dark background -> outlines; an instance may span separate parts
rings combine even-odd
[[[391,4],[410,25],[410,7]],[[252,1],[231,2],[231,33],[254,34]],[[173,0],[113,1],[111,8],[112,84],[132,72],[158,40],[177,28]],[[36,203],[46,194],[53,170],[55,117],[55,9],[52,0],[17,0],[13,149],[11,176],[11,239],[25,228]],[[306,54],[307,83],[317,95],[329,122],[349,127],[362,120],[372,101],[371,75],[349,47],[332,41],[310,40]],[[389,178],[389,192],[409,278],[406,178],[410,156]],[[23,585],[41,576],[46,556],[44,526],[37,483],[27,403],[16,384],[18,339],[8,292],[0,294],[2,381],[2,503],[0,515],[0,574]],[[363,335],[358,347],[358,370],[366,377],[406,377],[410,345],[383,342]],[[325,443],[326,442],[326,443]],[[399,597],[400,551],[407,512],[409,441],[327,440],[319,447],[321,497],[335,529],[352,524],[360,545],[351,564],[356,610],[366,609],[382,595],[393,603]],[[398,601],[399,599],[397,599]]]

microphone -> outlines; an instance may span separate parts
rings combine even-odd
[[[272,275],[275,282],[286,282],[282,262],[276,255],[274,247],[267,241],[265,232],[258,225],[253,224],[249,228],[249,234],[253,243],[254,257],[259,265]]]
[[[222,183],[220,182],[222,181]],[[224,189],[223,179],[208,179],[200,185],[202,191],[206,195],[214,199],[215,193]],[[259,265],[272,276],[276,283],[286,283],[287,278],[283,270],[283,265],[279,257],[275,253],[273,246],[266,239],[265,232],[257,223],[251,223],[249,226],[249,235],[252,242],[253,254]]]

◇ ◇ ◇ ◇ ◇ ◇ ◇

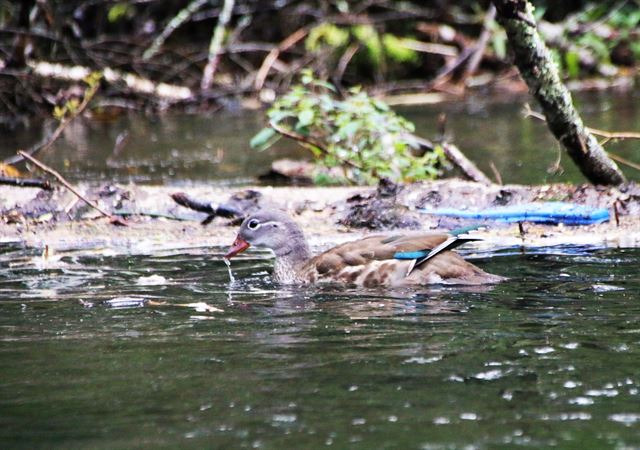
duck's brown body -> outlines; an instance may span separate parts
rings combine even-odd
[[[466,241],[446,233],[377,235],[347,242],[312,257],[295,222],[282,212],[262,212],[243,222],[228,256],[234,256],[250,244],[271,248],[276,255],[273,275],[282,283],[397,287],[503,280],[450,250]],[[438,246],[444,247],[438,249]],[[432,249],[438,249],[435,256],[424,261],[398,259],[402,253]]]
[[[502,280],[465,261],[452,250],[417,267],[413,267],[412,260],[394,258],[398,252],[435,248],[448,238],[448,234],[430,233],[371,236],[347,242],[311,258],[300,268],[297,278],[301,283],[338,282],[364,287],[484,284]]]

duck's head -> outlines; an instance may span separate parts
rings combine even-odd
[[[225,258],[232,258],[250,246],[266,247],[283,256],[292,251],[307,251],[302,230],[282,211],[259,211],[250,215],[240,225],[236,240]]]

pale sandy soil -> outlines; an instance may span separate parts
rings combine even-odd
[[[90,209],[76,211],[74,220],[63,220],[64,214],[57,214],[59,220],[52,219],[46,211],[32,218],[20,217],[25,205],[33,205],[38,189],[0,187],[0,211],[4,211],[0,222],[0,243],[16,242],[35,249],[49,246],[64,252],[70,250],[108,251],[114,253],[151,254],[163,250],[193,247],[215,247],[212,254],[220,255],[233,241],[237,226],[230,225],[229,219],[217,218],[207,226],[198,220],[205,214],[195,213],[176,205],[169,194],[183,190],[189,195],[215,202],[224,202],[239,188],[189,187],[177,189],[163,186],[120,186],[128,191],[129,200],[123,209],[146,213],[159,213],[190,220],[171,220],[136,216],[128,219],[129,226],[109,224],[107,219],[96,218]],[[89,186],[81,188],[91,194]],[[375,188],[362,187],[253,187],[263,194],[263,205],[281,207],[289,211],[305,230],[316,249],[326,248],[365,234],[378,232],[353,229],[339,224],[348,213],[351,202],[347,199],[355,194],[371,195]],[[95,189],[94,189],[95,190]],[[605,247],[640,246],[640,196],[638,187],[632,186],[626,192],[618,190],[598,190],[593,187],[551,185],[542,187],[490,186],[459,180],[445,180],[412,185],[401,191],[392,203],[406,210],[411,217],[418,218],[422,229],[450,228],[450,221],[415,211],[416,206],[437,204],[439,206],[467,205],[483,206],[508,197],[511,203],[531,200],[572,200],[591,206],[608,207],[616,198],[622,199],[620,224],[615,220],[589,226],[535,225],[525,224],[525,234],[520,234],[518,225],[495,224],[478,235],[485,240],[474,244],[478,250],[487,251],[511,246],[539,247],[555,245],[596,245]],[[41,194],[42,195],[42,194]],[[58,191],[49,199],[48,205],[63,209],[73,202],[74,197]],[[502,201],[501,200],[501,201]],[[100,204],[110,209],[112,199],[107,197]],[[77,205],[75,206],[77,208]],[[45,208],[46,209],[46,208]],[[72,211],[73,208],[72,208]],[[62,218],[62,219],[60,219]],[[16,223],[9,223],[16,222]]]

◇ ◇ ◇ ◇ ◇ ◇ ◇

Your answer should consist only of the lines above between the line holding "dark background ->" and the line holding "microphone -> outlines;", inclusive, each transcribed exactly.

dark background -> outlines; an instance may span separate parts
rings combine even-odd
[[[391,4],[410,25],[410,7]],[[252,1],[231,2],[231,33],[254,34]],[[173,0],[113,1],[111,8],[112,84],[132,72],[158,40],[177,28]],[[36,203],[46,194],[53,170],[55,117],[55,9],[52,0],[17,0],[13,149],[11,176],[11,239],[25,228]],[[306,54],[307,83],[317,95],[329,122],[349,127],[362,120],[372,101],[371,75],[349,47],[332,41],[310,40]],[[389,178],[389,192],[409,278],[406,178],[410,156]],[[23,585],[41,576],[46,556],[44,526],[37,483],[27,403],[16,384],[18,339],[8,292],[0,294],[2,381],[2,503],[0,515],[0,574]],[[363,335],[358,347],[358,370],[366,377],[406,377],[410,345],[383,342]],[[325,443],[326,442],[326,443]],[[399,597],[400,551],[407,512],[409,441],[327,440],[319,447],[321,497],[335,529],[352,524],[360,545],[351,564],[356,610],[366,609],[382,595],[393,603]],[[398,601],[399,599],[397,599]]]

microphone -> outlines; an instance may span separate parts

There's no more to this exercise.